Copy the lines below verbatim, omitting the pictures.

>> BEGIN Data shown

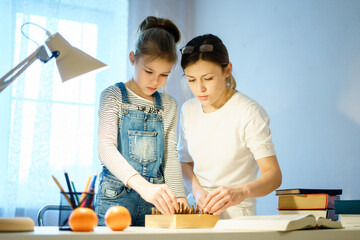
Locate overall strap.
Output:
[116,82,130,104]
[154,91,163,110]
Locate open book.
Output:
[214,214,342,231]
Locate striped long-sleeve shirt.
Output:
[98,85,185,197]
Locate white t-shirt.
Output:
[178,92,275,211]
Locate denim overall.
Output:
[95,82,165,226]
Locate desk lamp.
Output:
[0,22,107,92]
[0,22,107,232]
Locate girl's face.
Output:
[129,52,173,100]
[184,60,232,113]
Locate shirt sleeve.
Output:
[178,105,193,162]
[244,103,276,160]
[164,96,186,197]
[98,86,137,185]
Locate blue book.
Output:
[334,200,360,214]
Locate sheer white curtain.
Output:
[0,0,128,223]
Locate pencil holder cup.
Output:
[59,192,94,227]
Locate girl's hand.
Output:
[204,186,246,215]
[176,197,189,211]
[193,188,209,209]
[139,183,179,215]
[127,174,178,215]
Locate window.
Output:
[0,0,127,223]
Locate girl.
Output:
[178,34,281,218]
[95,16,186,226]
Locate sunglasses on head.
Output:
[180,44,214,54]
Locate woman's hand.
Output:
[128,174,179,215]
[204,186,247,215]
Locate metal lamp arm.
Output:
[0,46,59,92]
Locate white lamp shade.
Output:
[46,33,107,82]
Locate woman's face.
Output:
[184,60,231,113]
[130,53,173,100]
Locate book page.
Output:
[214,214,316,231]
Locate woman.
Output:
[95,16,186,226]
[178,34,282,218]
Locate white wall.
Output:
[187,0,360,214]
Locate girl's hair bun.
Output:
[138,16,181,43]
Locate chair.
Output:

>> END Data shown

[Reply to the task]:
Locate overall strap.
Output:
[116,82,130,104]
[154,91,163,110]
Locate open book.
Output:
[214,214,342,231]
Locate striped long-sleeve shirt.
Output:
[98,85,185,197]
Locate white t-shirt.
Output:
[178,92,275,211]
Locate denim overall.
Output:
[95,82,165,226]
Locate desk lamp.
Output:
[0,22,107,92]
[0,22,107,232]
Locate girl's face.
Output:
[129,52,173,100]
[184,60,232,113]
Locate shirt sleeve.
Output:
[178,105,193,162]
[244,103,276,160]
[164,96,186,197]
[98,86,137,185]
Locate blue book.
Output:
[334,200,360,214]
Locate sheer white curtain.
Output:
[0,0,128,223]
Locate pencil holder cup.
Output:
[59,192,94,227]
Locate girl's hand.
Output:
[204,186,246,215]
[176,197,189,211]
[193,188,209,209]
[139,183,179,215]
[127,174,178,215]
Locate window.
Output:
[0,0,127,223]
Locate girl.
Output:
[178,34,281,218]
[95,16,186,226]
Locate sunglasses on head.
Output:
[180,44,214,54]
Locate woman's hand.
Output:
[128,174,179,215]
[204,186,247,215]
Locate metal lamp arm.
Output:
[0,46,59,92]
Locate white lamp shade.
Output:
[46,33,107,82]
Locate woman's face.
Output:
[184,60,231,113]
[130,53,173,100]
Locate book page.
Output:
[214,214,316,231]
Locate woman.
Output:
[95,16,186,226]
[178,34,282,218]
Locate white wall.
Output:
[187,0,360,214]
Locate girl's hair bun.
Output:
[138,16,181,43]
Locate chair.
Output:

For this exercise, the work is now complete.